▶ _PROBLEM_: Find every line below where the word "hair" occurs, then give how many you found and nothing else.

▶ _RECORD EXCERPTS_:

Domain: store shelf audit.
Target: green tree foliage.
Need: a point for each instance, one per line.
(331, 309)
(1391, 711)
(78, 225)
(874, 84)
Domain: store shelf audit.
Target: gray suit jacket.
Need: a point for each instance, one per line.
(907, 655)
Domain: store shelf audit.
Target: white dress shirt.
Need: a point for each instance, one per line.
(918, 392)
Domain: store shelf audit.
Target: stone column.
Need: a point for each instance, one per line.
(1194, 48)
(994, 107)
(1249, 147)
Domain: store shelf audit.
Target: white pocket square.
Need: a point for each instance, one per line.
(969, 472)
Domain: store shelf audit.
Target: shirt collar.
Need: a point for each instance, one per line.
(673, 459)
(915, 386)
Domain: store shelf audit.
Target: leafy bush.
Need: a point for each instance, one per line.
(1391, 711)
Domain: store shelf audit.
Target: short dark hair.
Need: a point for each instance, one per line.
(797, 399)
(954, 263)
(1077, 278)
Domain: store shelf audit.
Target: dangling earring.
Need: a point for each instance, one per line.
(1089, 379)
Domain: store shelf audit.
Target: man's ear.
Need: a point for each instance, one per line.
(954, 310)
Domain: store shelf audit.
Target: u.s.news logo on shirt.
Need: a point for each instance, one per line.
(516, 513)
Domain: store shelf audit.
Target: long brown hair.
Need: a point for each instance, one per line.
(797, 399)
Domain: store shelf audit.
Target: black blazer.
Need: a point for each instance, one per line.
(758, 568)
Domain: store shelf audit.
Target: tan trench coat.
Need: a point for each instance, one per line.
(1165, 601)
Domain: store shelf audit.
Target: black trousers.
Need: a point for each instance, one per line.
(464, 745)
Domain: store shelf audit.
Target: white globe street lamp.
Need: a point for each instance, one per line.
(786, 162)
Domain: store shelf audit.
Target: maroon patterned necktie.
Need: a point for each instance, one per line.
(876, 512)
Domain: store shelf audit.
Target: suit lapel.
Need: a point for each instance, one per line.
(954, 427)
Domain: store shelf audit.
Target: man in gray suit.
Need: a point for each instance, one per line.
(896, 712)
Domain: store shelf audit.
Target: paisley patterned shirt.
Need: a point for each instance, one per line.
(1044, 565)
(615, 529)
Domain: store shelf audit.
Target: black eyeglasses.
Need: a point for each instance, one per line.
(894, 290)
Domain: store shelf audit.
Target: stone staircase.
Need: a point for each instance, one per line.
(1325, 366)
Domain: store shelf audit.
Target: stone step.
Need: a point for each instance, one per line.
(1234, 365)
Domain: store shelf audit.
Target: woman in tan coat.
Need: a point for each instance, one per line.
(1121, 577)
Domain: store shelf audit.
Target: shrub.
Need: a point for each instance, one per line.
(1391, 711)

▶ _EXERCISE ANSWER_: 2